■ Esercizio proposto:
Rispondi a queste domande sul brano da leggere:
(a) Di quanto sono scesi in dicembre gli investimenti stranieri in debito americano?
(b) A quanto ammonta il totale con cui il Giappone è tornato al primo posto tra i paesi investitori in debito americano?
(c) Quale deficit del bilancio pubblico per quest'anno ha comunicato il governo Usa a inizio febbraio?

■ Brano da leggere:
1) Nel 2009 gli investimenti sui bond del governo statunitense sono calati di 500 milioni. Forse pochi sanno che il Giappone ha superato la Cina tra Paesi con piu' investimenti in debito Usa e la preoccupazione è tale che il ministro Usa del Tesoro Geithner vola a Pechino e Tokio per rassicurarli.
Il calo record della domanda internazionale di buoni del Tesoro americani è un nuovo segnale preoccupante per le finanze pubbliche di Washington. Si è parlato anche di  emettere Treasury bonds denominati in yen. Il dipartimento del Tesoro ha detto oggi che gli investimenti stranieri in debito americano sono scesi di 53 miliardi di dollari in dicembre, sorpassando il precedente record di 44,5 miliardi, registrato nell'aprile 2009.
La sola Cina ha diminuito il valore dei Treasuries detenuti di 34,2 miliardi di dollari e in questo modo il Giappone, che ha ridotto comunque i suoi investimenti in asset a stelle e strisce di 11,5 miliardi di dollari, è tornato così al primo posto tra i paesi investitori in debito americano, con un totale di 768,8 miliardi di dollari, contro i 755,4 miliardi della Cina. Tokyo torna primo per la prima volta dal settembre 2008.
Ad inizio  febbraio il governo Usa ha comunicato che il deficit del bilancio pubblico quest'anno toccherà il record di 1.560 miliardi di dollari, ben oltre quello di 1.400 fissato l'anno scorso. La profonda recessione, che ha ridotto l'introito fiscale, e gli enormi programmi di spesa pubblica per stimolare l'economia e stabilizzare il sistema finanziario, sono alla base del dato.
In tutto il 2009, complessivamente gli investimenti stranieri in Treasuries sono calati di 500 milioni di dollari. Nel 2008 la crisi finanziaria aveva invece scatenato una corsa al debito americano, con un aumento di 456 miliardi di dollari, un segnale che i bond americani erano considerati sicuri nonostante tutto.
2) Hoenig, presidente della Fed del Kansas City, ha affermato ieri che gli Stati Uniti devono adottare "difficili" misure per ridurre la spesa ed aumentare le entrate, in modo da non mettere la Federal Reserve in condizioni di dover agire sul fronte della circolazione monetaria con il timore di dover creare un'uleritore liquidità

Dunque un bel dilemma. Aumentare i tassi Usa per rendere le emissioni più attraenti (in questo caso dollaro in apprezzamento) ma aggravare ancor più il deficit (e di conseguenza il debito, vendi il link nel titolo) o "tirare la cinghia della spesa" ? Battuta personale: se affittano l'ex Cap Canaveral (dove lanciavano i razzi spaziali) e rinunciano alla corsa alla Luna siamo davvero in una brutta situazione.

■ Voci dei dati:
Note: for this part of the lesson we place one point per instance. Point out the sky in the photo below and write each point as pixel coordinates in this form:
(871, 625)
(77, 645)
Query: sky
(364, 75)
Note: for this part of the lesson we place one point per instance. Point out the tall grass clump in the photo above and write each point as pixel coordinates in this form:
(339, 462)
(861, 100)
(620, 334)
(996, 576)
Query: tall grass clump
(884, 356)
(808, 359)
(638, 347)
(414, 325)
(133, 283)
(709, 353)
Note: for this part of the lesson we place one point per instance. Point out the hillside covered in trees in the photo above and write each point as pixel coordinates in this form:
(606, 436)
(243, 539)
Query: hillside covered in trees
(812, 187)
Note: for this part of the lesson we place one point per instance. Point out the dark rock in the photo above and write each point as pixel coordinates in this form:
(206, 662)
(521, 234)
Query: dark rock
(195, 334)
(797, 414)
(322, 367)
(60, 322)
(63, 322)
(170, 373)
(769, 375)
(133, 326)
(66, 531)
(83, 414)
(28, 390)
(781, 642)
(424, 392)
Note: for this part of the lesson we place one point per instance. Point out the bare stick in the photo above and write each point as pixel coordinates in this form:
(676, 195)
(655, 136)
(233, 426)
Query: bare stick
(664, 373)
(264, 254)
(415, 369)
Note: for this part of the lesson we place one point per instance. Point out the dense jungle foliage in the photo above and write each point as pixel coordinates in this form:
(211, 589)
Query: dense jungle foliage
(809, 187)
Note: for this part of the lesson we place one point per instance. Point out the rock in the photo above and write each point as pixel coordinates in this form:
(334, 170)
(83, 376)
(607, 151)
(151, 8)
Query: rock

■ Risposta all'esercizio:
(a) Di 53 miliardi di dollari.
(b) A 768,8 miliardi di dollari.
(c) Un deficit record di 1.560 miliardi di dollari.